Pull out each line in the entries below that contains the word "tulle", and copy those lines in the order they appear.

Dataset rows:
####

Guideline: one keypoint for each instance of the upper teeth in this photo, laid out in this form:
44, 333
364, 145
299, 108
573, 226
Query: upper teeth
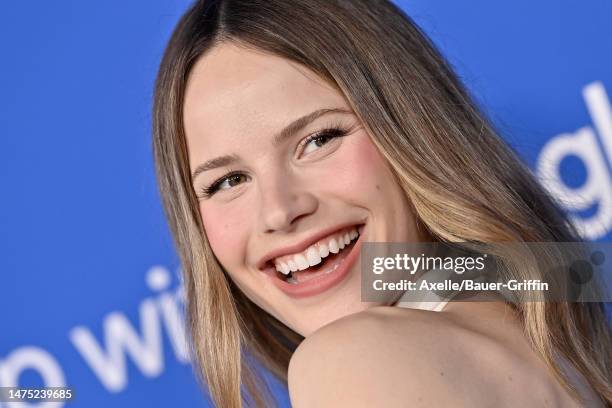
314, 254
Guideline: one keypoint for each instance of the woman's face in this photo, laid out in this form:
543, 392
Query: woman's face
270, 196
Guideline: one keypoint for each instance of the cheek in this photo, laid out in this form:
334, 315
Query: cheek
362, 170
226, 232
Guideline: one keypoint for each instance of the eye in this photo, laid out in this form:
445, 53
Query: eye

####

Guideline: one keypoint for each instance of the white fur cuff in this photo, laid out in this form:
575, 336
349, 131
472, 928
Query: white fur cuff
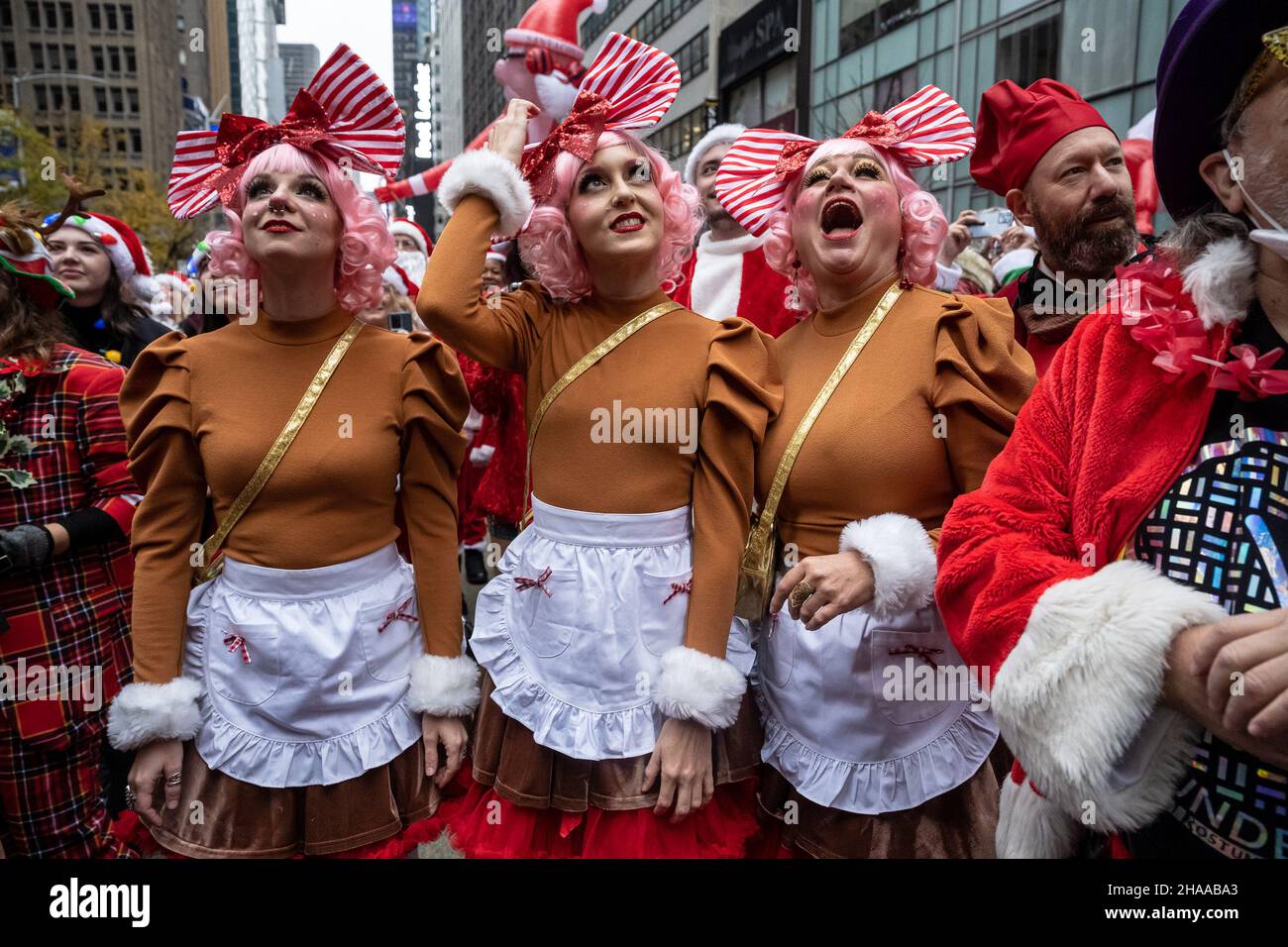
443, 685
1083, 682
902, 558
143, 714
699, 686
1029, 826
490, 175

####

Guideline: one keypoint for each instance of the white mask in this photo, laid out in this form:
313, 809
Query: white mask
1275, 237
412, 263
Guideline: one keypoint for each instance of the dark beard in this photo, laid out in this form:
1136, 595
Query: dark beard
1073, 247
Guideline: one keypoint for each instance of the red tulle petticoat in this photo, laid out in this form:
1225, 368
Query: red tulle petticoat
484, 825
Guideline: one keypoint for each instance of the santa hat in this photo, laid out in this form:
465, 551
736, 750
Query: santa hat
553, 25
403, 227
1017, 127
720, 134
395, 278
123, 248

####

» **SOLUTION FOR THIS PROBLEM**
Guideline: one keypoint for each instance of the red tulle petticoat in this photo, laid out in this form:
Query: red tulle petticoat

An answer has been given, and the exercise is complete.